=== Task brief ===
Copy each line of the material beneath that holds the word "below".

Start of Dataset excerpts

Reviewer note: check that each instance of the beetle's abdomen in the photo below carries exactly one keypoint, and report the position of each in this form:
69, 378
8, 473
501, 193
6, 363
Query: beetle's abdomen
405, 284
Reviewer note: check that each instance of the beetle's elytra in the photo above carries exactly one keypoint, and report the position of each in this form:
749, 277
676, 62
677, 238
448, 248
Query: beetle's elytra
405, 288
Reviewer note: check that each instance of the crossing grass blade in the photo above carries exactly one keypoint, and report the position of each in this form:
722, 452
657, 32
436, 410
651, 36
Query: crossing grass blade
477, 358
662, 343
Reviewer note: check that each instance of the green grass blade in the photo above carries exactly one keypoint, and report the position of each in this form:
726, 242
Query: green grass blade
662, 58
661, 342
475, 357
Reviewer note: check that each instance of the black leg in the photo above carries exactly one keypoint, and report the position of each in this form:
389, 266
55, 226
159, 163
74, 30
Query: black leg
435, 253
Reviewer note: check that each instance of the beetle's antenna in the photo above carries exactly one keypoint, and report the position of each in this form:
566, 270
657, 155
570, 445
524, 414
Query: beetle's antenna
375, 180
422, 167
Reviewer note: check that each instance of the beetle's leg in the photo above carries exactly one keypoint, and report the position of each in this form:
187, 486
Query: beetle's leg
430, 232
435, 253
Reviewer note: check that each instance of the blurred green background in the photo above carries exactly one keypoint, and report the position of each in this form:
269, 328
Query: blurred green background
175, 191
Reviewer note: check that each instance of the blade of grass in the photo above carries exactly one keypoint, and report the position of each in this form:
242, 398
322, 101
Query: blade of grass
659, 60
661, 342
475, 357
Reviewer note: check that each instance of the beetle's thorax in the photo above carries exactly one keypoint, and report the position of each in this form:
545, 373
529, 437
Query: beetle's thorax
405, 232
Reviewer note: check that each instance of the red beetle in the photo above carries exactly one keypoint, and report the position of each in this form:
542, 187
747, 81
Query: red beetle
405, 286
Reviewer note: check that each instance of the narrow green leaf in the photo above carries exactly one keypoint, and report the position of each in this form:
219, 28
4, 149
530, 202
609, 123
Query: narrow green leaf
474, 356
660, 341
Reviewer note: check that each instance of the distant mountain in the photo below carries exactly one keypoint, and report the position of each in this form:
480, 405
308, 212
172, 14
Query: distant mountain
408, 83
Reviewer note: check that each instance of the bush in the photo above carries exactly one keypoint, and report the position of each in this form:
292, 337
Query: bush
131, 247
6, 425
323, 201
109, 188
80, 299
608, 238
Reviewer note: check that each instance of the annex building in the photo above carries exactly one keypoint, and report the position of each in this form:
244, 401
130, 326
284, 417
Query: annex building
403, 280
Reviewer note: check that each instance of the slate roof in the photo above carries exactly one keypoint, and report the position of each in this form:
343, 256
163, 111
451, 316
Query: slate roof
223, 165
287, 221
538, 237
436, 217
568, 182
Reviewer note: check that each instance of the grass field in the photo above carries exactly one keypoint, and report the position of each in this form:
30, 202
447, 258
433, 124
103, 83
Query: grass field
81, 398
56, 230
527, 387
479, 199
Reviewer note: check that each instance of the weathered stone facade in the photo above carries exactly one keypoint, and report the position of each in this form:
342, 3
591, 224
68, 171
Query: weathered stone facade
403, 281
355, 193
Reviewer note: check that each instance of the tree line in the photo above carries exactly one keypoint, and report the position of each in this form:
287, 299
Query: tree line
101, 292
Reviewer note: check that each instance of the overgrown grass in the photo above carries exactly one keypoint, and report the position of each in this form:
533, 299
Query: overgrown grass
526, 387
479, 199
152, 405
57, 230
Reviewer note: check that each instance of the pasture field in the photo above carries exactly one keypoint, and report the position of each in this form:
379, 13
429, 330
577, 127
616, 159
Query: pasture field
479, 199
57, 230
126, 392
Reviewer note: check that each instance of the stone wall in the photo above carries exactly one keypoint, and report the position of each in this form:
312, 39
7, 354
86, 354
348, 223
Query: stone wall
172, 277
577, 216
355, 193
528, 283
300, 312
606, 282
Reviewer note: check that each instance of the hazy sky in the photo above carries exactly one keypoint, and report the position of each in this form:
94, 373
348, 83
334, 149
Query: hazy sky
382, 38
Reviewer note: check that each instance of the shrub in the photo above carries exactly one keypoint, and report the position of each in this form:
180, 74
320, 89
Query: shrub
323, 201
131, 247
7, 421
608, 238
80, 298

End of Dataset excerpts

=== Task answer ===
Reviewer note: check that each instance of the beetle's abdomen in the photo below carries exactly one keypoint, and report the position of each in this form:
Reviewer note: check that each instance of the distant mountain in the photo below carries exactly one keypoint, and report the position of each in this form:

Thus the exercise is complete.